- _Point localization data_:
--- START ---

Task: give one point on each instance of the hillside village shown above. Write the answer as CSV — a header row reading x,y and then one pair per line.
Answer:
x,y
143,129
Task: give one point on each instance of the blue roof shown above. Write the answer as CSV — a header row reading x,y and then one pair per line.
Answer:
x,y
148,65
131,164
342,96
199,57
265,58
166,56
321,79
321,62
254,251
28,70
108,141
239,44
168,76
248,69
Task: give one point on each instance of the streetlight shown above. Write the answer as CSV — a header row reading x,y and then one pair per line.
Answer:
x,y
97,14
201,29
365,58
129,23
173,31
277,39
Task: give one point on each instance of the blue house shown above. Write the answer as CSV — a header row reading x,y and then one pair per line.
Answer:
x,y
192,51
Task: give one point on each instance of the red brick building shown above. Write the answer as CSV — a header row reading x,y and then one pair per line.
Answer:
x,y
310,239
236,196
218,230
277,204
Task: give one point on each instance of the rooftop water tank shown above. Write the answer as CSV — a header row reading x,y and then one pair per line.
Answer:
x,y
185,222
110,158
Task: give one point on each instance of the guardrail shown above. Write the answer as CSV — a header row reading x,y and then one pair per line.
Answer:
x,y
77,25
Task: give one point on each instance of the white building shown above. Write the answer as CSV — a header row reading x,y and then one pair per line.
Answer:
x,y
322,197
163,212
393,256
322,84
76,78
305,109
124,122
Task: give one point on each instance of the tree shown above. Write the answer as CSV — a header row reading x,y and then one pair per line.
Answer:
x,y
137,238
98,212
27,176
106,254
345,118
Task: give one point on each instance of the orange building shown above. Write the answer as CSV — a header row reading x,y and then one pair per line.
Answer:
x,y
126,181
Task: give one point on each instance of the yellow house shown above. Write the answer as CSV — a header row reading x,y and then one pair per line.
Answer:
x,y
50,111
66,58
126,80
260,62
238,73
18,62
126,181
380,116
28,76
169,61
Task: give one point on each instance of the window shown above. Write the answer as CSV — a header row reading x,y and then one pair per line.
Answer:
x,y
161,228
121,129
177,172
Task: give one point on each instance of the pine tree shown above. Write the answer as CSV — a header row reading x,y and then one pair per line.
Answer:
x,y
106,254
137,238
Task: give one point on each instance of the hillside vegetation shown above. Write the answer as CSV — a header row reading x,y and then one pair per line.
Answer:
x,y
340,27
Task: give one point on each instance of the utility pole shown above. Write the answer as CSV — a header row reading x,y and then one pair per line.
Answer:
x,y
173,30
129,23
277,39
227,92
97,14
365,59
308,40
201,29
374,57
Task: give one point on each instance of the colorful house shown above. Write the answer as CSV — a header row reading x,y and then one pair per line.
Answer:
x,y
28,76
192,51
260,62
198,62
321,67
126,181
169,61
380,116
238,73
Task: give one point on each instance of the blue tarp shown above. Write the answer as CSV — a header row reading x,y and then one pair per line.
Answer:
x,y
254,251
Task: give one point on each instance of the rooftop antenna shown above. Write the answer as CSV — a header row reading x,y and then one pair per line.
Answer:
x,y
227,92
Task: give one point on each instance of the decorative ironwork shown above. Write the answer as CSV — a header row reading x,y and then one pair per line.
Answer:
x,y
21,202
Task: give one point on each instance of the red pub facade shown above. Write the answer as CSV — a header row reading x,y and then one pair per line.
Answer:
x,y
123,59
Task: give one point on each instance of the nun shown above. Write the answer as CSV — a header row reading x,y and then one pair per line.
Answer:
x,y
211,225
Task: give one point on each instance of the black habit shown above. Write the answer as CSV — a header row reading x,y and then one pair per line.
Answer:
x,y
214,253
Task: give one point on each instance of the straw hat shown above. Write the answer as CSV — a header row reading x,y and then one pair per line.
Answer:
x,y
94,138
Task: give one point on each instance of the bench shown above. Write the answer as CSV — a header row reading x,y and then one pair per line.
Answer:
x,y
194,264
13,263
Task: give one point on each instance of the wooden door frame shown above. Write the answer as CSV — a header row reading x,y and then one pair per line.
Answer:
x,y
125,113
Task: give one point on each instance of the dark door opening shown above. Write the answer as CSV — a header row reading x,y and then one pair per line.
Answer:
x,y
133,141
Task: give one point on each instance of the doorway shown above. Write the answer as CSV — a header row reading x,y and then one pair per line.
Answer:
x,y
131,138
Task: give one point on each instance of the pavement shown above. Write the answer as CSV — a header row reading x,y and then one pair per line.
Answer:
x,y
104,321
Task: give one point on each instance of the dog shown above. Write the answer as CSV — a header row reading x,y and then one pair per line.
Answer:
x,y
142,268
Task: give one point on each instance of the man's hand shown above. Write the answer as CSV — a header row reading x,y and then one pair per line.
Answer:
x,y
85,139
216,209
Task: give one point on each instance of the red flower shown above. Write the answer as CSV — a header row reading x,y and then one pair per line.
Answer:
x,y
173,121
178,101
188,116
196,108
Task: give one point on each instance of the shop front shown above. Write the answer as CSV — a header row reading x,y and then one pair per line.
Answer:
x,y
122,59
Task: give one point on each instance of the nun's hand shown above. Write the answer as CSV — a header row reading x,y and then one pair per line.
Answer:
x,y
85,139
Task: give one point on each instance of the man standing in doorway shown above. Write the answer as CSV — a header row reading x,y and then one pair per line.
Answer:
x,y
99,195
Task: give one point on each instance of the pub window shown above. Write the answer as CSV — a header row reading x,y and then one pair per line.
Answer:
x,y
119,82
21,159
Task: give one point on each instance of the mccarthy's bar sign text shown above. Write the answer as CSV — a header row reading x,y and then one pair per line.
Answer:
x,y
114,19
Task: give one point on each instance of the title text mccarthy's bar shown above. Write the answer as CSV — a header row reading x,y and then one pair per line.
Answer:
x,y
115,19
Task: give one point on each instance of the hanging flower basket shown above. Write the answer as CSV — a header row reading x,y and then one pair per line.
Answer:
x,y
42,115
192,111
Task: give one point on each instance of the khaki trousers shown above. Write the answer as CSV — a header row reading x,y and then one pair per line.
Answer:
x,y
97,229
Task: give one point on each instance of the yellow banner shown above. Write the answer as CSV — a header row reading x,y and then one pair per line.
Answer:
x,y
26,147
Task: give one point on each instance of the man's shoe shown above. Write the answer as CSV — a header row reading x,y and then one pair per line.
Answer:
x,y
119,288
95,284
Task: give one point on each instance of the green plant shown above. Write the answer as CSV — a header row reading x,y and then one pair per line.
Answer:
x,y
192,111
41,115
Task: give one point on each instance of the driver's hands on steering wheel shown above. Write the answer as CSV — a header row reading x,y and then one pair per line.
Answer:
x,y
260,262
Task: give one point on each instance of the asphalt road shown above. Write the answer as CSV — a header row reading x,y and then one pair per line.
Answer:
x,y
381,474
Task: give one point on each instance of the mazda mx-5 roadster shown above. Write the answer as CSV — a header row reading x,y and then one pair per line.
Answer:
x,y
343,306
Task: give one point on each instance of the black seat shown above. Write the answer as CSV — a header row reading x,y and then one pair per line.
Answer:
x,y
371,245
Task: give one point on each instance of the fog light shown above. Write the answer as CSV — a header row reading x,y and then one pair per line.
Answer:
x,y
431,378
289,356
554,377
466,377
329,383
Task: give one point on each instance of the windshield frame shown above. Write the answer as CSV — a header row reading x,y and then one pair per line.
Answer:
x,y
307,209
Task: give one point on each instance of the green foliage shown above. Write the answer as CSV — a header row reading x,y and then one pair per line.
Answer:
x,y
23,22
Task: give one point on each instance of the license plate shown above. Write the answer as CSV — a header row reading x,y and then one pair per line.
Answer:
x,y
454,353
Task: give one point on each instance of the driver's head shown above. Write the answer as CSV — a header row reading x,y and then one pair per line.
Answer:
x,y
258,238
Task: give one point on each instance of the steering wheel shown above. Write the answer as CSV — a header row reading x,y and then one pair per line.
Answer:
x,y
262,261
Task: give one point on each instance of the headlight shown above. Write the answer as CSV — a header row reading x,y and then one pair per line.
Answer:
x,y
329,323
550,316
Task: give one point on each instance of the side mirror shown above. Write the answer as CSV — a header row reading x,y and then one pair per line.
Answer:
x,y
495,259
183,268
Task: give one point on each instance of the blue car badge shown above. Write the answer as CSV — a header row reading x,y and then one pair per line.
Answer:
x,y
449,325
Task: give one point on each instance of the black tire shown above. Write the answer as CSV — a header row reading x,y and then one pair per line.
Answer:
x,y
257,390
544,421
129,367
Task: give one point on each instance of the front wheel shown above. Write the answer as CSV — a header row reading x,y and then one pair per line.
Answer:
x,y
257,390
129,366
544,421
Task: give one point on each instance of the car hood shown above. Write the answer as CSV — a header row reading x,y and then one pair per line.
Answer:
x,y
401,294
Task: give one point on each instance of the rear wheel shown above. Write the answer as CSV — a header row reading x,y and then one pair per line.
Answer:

--- END ---

Check each line of the data above for the string "doorway", then report how many lines have it, with no other words.

2